### Stated problem
Show each of the lines below that contains the word "bicycle". Letter case matters.

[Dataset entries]
________________________________________

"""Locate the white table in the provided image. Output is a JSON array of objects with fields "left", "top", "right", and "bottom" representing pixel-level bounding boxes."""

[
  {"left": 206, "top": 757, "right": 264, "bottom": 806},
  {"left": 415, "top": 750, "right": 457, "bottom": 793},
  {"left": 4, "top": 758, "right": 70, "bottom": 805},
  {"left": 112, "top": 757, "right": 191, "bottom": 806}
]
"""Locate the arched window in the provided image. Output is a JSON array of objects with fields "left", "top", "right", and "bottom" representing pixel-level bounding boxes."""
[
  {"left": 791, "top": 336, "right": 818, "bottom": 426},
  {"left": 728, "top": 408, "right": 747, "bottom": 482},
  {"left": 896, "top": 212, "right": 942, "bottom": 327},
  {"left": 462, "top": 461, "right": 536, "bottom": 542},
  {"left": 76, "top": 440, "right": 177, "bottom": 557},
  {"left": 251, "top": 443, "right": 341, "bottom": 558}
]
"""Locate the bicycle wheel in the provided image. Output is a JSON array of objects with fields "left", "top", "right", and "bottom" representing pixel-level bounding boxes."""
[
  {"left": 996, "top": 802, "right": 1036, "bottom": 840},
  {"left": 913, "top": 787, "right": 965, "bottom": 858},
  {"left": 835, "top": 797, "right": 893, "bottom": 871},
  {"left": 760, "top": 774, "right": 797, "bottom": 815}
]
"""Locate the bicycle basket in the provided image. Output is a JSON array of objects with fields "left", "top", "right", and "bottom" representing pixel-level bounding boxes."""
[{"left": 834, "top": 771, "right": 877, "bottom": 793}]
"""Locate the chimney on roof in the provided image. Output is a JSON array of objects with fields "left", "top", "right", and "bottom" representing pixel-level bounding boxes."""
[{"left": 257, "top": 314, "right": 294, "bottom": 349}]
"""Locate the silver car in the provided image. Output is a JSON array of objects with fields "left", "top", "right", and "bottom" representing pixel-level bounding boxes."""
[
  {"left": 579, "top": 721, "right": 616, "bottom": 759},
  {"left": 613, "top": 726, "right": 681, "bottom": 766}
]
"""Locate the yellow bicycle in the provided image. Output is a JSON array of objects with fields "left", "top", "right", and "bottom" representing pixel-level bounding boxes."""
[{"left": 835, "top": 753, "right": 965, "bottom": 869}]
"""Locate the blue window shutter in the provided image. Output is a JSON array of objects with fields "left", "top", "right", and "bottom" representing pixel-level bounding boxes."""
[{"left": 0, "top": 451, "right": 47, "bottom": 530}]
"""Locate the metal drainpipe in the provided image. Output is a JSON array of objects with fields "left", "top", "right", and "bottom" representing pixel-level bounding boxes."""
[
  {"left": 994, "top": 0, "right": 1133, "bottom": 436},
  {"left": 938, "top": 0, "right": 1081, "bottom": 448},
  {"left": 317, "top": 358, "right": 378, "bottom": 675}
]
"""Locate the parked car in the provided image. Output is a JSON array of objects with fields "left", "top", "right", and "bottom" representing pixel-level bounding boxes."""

________________________________________

### Task response
"""Locate the bicycle wheel in the provided image. Output is a JSON array of objects with fields "left", "top", "right", and "bottom" representing pixel-level bounding boxes."""
"""Locate the bicycle basket in the provided image. Output is a JSON array of objects with fields "left", "top", "right", and "bottom" representing pixel-level bounding boxes."""
"""Locate the yellow bicycle in the provided image. Output is a JSON array of objects with fields "left", "top", "right", and "bottom" representing pixel-level bounding boxes."""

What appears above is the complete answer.